PROBLEM TO WORK ON: Count the lines of the records that contain the word "white", treating uppercase and lowercase letters as different, and give only that number.

RECORDS PROVIDED:

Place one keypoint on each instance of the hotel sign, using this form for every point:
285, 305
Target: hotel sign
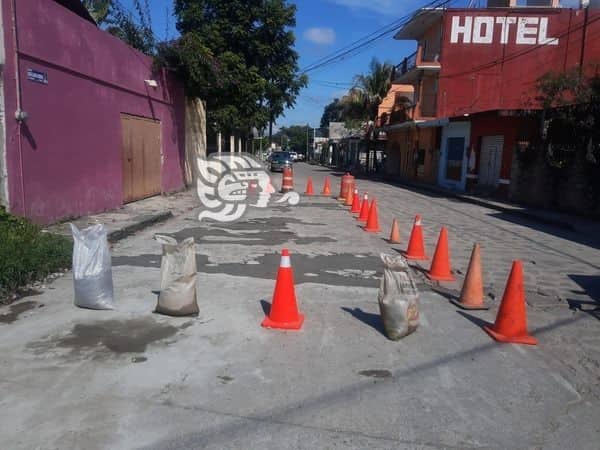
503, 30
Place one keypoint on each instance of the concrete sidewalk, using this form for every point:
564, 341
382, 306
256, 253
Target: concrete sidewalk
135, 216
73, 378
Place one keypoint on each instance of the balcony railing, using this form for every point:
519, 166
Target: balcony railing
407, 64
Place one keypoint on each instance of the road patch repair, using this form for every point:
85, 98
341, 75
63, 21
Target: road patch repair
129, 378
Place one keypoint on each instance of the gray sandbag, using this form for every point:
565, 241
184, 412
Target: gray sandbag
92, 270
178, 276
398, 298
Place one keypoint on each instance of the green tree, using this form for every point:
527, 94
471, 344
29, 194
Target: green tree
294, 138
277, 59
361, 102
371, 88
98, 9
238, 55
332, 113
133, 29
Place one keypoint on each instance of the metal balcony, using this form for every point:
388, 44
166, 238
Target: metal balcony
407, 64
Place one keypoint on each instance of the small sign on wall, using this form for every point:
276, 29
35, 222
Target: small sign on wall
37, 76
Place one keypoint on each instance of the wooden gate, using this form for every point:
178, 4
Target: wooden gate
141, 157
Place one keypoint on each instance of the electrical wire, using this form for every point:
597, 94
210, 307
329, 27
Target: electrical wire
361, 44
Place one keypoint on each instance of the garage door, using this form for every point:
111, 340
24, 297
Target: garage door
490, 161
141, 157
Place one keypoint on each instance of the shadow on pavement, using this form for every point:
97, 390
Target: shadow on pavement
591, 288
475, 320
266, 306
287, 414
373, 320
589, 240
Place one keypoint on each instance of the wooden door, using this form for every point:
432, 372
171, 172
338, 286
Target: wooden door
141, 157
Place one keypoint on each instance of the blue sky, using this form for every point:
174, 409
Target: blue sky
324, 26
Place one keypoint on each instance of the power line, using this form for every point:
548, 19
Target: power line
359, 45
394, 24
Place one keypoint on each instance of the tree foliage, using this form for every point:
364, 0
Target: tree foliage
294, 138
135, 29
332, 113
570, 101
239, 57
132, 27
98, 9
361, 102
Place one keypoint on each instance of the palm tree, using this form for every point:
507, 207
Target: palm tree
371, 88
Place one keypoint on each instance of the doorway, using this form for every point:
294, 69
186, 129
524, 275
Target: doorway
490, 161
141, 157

...

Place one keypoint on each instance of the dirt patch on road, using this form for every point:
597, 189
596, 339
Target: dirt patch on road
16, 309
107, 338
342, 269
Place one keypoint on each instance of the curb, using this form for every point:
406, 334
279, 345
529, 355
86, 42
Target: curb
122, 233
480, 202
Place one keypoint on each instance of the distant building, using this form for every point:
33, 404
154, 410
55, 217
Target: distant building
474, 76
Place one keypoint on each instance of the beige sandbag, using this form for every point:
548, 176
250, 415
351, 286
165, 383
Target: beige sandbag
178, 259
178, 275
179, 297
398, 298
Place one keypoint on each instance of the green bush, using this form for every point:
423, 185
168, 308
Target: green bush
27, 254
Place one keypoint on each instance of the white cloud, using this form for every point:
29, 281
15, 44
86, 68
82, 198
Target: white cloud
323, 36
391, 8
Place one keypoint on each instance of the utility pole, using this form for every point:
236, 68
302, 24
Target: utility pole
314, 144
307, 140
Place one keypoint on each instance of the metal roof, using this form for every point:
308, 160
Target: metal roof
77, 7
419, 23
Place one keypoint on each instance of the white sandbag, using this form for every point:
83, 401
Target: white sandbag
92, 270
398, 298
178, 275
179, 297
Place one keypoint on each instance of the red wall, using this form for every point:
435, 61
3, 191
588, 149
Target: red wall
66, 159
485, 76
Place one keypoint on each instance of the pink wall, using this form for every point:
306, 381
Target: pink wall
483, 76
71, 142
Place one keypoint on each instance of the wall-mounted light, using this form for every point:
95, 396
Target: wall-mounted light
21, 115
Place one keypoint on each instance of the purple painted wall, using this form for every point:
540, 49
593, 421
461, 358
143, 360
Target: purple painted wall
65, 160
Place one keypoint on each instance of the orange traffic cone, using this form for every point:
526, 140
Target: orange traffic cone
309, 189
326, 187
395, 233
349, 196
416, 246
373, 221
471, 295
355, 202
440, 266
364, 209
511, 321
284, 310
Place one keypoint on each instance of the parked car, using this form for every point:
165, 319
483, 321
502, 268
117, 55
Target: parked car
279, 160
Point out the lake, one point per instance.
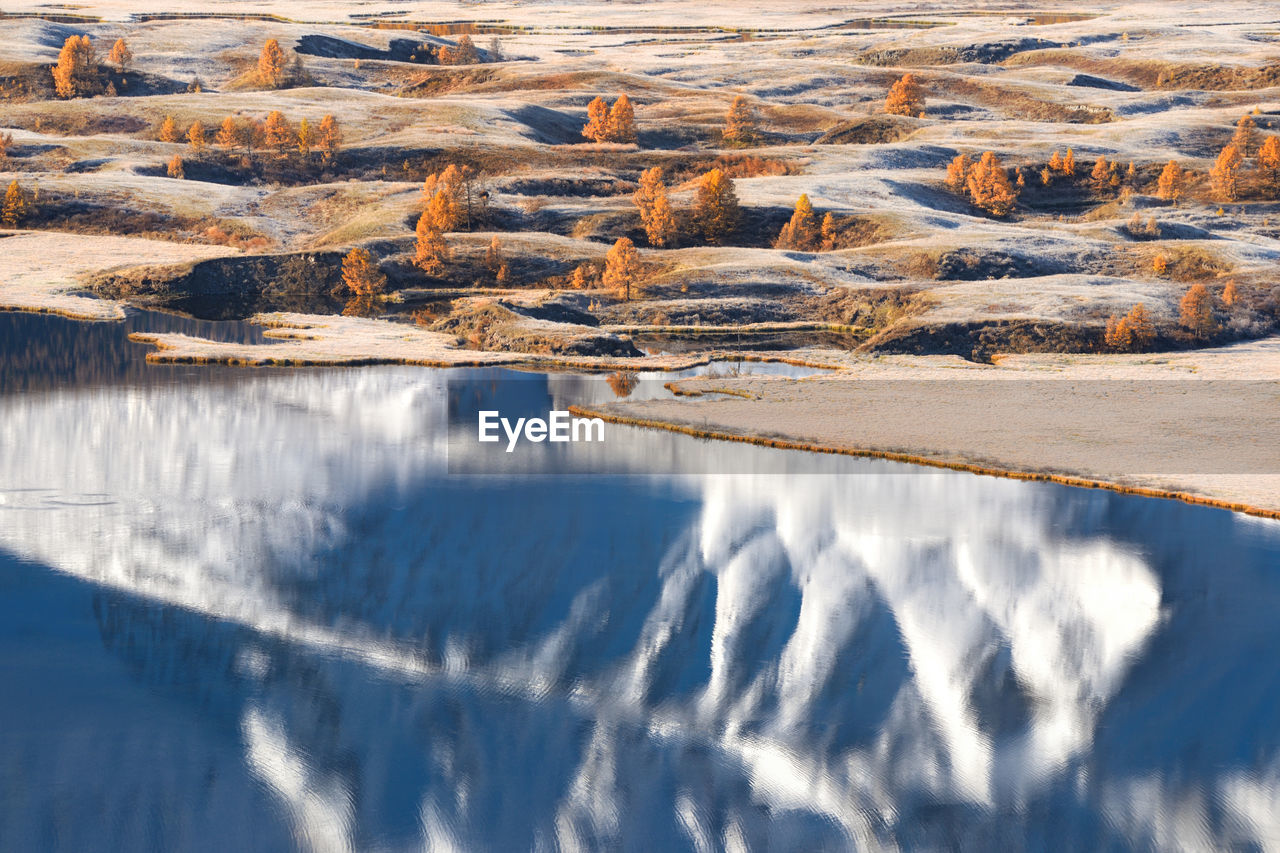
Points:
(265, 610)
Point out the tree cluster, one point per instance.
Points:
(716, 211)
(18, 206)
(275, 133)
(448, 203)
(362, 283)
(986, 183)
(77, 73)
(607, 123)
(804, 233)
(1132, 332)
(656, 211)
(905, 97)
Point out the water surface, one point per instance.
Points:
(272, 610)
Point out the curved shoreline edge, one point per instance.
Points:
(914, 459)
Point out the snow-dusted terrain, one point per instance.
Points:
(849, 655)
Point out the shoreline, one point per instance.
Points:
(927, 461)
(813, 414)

WORKED SOLUTION: 4